— START —

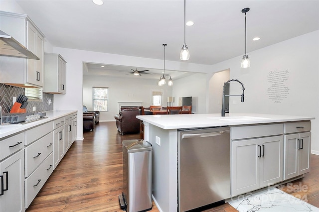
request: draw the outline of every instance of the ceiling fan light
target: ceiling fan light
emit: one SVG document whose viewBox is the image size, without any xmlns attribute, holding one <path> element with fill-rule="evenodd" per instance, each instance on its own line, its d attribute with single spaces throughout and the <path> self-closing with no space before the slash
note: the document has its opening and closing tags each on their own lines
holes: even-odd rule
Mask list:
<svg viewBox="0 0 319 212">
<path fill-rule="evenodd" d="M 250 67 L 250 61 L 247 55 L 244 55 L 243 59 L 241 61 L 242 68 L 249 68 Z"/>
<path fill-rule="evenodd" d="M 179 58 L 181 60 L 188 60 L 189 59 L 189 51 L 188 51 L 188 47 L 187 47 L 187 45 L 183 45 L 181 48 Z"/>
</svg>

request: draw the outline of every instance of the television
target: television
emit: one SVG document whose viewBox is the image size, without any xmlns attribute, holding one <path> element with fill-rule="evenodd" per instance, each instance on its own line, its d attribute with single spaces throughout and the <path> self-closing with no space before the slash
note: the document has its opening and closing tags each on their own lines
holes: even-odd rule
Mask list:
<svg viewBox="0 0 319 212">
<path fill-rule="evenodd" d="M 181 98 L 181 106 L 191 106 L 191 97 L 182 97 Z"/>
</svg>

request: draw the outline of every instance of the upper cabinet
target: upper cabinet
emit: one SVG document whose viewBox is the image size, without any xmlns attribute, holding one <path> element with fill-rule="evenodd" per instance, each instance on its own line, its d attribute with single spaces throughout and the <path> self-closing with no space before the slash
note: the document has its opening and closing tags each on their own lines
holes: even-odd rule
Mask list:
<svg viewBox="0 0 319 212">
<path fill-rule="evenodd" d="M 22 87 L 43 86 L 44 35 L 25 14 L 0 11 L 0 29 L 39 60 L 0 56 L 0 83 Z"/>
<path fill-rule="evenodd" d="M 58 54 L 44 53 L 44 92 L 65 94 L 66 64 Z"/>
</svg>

— END —
— START —

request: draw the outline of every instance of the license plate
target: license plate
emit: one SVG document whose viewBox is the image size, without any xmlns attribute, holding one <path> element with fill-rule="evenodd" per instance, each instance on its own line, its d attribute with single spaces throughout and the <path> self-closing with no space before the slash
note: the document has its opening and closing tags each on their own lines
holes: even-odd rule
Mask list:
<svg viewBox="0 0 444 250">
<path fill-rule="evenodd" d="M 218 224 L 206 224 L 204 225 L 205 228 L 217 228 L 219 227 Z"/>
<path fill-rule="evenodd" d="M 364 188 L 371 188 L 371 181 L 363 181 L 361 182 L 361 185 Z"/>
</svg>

— END —

• [EXERCISE BRIEF]
Tally the lines in the data above that contain the string "request", treating uppercase and lowercase as different. Give only the number.

• [TASK RESULT]
4